Data supplied:
______________________________

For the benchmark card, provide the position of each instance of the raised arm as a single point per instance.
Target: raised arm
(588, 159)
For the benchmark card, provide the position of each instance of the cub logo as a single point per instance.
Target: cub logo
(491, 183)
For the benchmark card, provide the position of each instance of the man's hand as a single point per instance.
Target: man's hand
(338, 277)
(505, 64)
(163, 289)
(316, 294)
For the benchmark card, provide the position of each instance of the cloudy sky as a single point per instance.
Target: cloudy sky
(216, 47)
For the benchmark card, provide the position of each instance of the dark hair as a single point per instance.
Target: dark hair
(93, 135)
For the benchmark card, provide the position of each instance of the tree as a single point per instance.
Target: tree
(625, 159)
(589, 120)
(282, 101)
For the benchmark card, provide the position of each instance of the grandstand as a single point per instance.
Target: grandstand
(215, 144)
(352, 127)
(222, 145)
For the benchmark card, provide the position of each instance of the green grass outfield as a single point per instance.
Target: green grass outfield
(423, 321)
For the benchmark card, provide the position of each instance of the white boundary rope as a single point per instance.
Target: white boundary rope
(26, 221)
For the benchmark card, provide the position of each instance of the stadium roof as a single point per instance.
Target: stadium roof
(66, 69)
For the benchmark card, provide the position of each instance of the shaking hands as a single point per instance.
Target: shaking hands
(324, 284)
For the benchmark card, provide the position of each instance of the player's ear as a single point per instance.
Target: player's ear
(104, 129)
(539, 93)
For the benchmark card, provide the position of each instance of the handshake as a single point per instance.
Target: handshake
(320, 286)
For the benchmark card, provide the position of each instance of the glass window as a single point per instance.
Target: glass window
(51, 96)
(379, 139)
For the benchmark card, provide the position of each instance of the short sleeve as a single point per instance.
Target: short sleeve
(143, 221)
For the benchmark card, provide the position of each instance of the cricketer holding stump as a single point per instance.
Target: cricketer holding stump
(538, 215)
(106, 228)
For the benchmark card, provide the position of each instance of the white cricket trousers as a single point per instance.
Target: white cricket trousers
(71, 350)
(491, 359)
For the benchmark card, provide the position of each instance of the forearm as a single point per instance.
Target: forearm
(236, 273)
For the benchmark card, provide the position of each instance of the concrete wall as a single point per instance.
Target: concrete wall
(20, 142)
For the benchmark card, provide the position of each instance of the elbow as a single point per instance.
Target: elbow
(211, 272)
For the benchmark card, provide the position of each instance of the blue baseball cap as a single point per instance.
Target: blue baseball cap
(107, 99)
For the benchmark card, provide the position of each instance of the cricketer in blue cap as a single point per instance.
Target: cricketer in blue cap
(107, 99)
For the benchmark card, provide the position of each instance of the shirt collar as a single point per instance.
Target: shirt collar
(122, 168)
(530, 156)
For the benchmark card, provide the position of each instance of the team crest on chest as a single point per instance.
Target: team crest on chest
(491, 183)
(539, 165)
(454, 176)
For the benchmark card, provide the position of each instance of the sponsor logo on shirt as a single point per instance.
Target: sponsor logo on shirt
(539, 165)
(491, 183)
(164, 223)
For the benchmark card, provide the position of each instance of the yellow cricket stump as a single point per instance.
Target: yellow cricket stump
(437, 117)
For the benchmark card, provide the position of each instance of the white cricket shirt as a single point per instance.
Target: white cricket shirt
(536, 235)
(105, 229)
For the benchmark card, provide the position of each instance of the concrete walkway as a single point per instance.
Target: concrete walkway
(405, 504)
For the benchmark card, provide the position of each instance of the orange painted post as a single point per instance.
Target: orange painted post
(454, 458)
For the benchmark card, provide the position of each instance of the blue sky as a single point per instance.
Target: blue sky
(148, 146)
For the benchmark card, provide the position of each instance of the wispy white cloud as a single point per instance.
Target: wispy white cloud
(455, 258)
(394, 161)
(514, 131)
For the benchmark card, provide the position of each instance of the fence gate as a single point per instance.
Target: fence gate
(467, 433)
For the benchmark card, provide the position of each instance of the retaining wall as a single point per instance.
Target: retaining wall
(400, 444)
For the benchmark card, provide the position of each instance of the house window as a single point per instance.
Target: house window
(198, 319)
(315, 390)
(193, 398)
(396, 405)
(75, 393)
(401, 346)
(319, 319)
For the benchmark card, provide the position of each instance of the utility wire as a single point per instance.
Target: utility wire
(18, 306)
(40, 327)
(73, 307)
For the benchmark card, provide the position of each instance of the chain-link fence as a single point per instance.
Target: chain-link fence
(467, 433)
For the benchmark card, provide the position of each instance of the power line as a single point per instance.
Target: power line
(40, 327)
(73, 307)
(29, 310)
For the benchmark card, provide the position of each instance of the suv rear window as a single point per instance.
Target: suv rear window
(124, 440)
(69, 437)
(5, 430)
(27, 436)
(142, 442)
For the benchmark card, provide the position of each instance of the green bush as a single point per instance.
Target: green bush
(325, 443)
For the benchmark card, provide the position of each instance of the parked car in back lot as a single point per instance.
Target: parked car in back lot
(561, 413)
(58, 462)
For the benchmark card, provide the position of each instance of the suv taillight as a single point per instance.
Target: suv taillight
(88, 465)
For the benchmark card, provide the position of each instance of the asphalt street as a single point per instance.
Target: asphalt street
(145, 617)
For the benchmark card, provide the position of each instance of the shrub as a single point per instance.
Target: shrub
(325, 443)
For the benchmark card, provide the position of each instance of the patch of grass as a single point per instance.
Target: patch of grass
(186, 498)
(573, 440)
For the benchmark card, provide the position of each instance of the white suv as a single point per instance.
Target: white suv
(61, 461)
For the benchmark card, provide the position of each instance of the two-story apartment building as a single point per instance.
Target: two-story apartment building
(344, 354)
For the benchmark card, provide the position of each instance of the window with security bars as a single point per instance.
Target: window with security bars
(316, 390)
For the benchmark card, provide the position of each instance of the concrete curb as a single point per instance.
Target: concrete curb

______________________________

Request: Extract the whole listing, character for character.

Reply to the exercise:
For the benchmark card, provide the position of each instance of the raised arm as a single point per instance.
Target: raised arm
(588, 159)
For the benchmark card, provide the position of each instance of the cub logo as a single point per instance.
Target: cub logo
(491, 183)
For the benchmark card, provide the position of each instance of the man's hand as a single point per instance.
Target: man's hand
(338, 277)
(505, 64)
(163, 289)
(316, 294)
For the benchmark card, provide the position of each instance of the cloudy sky as a single point per instance.
Target: cloudy sky
(216, 47)
For the benchmark card, provide the position of each instance of the dark hair as a single point per instance.
Target: dark hair
(93, 135)
For the benchmark card, provide the position of each instance of the tree as a single point per instance.
Target: tree
(625, 159)
(589, 120)
(282, 101)
For the benchmark card, provide the position of each instance of the grandstand as a single point per instance.
Target: grandstand
(215, 144)
(352, 127)
(222, 145)
For the benchmark card, provide the position of each instance of the green grass outfield as a single point per instance.
Target: green grass outfield
(423, 321)
For the benchmark card, provide the position of each instance of the white boundary rope as a single point per instance.
Target: white boundary rope
(26, 221)
For the benchmark card, provide the position of each instance of the stadium roof as a single point per instance.
Target: stadium roof
(66, 69)
For the benchmark card, provide the position of each instance of the shaking hands as a single point per instance.
Target: shaking hands
(324, 284)
For the benchmark card, provide the position of each instance of the player's ear as a single point per instance.
Target: player's ear
(104, 129)
(539, 93)
For the benchmark card, provide the position of each instance of the handshake as a single point per instance.
Target: handshake
(320, 286)
For the benchmark card, provide the position of each instance of the glass window as a single point per instance.
Target: glass window
(51, 96)
(379, 139)
For the benchmark card, provide the position of each instance of the short sleeve as a single point per instance.
Target: short sleeve
(143, 221)
For the benchmark card, provide the position of each instance of the cricketer holding stump as a single point per instance.
Target: cricketer holding stump
(538, 215)
(106, 228)
For the benchmark card, provide the position of each instance of the white cricket trousers as a single point per instance.
Target: white cricket trousers
(71, 350)
(491, 359)
For the benchmark card, provide the position of each instance of the forearm as a single point per instance.
Target: forearm
(236, 273)
For the benchmark card, provide the position of each instance of the concrete wall as a single point per instance.
Target: concrete wall
(20, 142)
For the benchmark card, provide the position of each instance of the elbow as a single point per instance.
Target: elbow
(211, 272)
For the benchmark card, provide the position of each instance of the blue baseball cap as a single point per instance.
Target: blue baseball cap
(107, 99)
For the benchmark card, provide the position of each instance of the cricketer in blue cap as a single point per instance.
Target: cricketer in blue cap
(107, 99)
For the benchmark card, provide the position of each instance of the shirt collar as a single point per instance.
Target: shirt collar
(122, 168)
(530, 156)
For the benchmark card, provide the position of each instance of the team crest on chest as a single point per instance.
Target: team crest on chest
(491, 183)
(539, 165)
(454, 176)
For the benchmark card, provide the position of each instance of the sponsor logo on shirt as a single point per instance.
Target: sponsor logo on shirt
(539, 165)
(491, 183)
(164, 223)
For the benchmark card, provide the position of each instance of the yellow cricket stump as a single point per instance.
Target: yellow cricket stump
(437, 117)
For the benchmark card, provide the position of each instance of the white cricket shirt as a single point per instance.
Target: white cricket shirt
(536, 235)
(105, 229)
For the benchmark card, provide the position of each instance of the concrete walkway as a single point per instance.
Target: concrete walkway
(405, 504)
For the benchmark card, provide the position of each instance of the orange painted post as a single point per instance.
Target: orange painted post
(454, 458)
For the benchmark card, provide the position of each instance of the blue sky as a single point per instance.
Target: blue sky
(148, 146)
For the benchmark card, provide the position of each instance of the wispy white cloud as a single point per instance.
Target: wispy white cloud
(455, 258)
(394, 161)
(514, 131)
For the benchmark card, provide the position of each instance of the fence gate as a single point per instance.
Target: fence gate
(467, 433)
For the benchmark card, provide the position of each instance of the retaining wall as a single point per instance.
Target: retaining wall
(400, 444)
For the benchmark card, provide the position of each instance of the house window as a single point per instance.
Target: house window
(198, 319)
(315, 390)
(193, 398)
(396, 405)
(75, 393)
(401, 346)
(319, 319)
For the benchmark card, provide the position of each instance of the utility wire as a single point per instance.
Target: utility wire
(18, 306)
(40, 327)
(73, 307)
For the benchmark card, provide the position of each instance of the chain-link fence as a single point per instance.
Target: chain-link fence
(467, 433)
For the benchmark card, provide the position of each instance of the power line as a single point per instance.
Target: power line
(40, 327)
(73, 307)
(29, 310)
For the benchmark card, provide the position of each instance of the suv rear window as a single point per instance.
Target: suv rear window
(124, 440)
(69, 437)
(5, 430)
(27, 436)
(142, 442)
For the benchmark card, provide the position of each instance of the green bush as a single point per instance.
Target: green bush
(325, 443)
For the benchmark card, provide the position of each instance of the parked car in back lot as a single point per instance.
Target: parked car in back lot
(561, 413)
(58, 462)
For the benchmark card, provide the position of each instance of the suv taillight as a single point per instance.
Target: suv taillight
(88, 465)
For the benchmark card, provide the position of each instance of the asphalt street as a single point per instance.
Target: asphalt street
(145, 617)
For the benchmark card, provide the position of each instance of the shrub as a single point per instance.
Target: shrub
(325, 443)
For the benchmark card, provide the position of each instance of the patch of grass as a single point per instance.
Target: patch of grass
(186, 498)
(573, 440)
For the benchmark card, provide the position of each instance of the white suv as a single point per instance.
Target: white suv
(61, 461)
For the benchmark card, provide the position of each instance of the two-story apartment building as a single point per instance.
Target: two-story apartment building
(344, 354)
For the benchmark card, provide the position of each instance of the window with security bars as a single point per instance.
Target: window with security bars
(316, 390)
For the benchmark card, provide the position of each instance of the concrete curb as a single point per instance.
Target: concrete curb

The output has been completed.